## start

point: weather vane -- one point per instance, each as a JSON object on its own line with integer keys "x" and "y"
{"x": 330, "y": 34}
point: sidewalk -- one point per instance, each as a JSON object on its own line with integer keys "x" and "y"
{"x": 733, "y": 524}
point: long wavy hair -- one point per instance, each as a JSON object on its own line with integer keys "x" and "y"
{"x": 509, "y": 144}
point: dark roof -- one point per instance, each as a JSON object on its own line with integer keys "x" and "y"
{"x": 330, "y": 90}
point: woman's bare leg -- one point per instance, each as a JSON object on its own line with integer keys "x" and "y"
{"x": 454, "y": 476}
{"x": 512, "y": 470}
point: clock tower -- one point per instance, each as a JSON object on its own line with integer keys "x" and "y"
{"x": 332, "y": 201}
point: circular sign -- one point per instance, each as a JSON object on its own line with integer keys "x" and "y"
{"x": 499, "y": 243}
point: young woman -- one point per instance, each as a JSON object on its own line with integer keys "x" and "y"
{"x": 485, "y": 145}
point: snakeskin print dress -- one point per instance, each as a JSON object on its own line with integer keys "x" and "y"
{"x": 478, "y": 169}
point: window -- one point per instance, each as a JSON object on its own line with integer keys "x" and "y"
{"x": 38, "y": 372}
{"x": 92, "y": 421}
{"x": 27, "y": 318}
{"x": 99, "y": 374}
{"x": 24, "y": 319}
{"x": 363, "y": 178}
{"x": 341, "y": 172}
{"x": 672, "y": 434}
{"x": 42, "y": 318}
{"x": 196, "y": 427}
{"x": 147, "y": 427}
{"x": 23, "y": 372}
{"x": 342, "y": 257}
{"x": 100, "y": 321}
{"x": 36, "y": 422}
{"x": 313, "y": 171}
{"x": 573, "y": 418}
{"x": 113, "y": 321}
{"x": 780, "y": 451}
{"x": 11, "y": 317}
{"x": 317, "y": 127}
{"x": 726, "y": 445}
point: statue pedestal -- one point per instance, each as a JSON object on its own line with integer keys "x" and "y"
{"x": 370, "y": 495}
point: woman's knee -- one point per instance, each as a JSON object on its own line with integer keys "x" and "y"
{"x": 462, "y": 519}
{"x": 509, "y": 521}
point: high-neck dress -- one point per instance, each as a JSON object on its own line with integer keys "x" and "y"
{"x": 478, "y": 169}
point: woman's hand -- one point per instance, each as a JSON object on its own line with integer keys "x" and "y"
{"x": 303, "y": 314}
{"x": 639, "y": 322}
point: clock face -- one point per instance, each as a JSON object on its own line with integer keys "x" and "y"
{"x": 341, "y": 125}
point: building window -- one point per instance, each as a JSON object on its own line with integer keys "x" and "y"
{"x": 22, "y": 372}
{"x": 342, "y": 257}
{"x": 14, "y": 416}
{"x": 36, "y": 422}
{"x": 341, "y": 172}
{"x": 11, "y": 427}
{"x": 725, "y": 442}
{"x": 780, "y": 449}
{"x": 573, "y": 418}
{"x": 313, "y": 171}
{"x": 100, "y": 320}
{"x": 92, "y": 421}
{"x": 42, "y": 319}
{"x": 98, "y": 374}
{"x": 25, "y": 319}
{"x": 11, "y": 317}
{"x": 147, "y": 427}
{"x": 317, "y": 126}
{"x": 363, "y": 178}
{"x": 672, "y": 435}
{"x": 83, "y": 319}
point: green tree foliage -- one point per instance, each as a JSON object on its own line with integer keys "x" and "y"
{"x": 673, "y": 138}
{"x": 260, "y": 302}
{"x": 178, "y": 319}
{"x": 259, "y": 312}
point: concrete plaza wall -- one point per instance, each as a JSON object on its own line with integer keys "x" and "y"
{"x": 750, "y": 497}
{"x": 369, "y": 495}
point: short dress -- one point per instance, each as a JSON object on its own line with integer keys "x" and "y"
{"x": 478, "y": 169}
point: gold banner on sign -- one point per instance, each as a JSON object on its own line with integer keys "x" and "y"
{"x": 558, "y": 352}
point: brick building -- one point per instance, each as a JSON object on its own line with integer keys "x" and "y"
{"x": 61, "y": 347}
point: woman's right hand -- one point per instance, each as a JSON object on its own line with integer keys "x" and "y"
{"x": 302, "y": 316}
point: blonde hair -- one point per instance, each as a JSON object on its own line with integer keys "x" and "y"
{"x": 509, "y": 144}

## end
## start

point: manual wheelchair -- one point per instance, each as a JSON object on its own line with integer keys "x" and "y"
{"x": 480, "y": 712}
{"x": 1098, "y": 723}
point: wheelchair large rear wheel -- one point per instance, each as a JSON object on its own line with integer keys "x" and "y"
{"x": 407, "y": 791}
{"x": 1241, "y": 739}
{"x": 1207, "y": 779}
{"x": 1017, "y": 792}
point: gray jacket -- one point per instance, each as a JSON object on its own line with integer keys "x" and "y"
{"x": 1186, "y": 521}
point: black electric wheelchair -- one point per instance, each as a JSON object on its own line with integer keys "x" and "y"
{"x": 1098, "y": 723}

## end
## start

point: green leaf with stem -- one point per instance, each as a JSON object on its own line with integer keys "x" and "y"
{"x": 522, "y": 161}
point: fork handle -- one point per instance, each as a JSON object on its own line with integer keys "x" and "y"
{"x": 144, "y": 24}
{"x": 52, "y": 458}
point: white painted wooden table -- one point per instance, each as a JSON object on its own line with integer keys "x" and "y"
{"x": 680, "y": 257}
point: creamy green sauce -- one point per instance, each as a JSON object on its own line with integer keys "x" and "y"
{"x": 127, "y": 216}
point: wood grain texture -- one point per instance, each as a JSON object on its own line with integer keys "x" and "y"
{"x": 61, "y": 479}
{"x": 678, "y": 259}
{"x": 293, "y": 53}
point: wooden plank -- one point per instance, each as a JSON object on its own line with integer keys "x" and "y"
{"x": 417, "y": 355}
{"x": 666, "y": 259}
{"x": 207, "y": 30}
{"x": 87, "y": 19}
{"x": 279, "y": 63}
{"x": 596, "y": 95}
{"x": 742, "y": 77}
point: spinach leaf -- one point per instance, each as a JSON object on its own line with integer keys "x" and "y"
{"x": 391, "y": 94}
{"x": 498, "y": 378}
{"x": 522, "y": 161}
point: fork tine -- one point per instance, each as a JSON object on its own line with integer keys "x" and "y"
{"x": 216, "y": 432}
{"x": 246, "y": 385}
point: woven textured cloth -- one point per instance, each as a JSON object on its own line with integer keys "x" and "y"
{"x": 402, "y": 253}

## end

[DIRECTIONS] How many lines above contain the word "clock"? Reply with the number only.

[RESULT OF THIS TASK] 2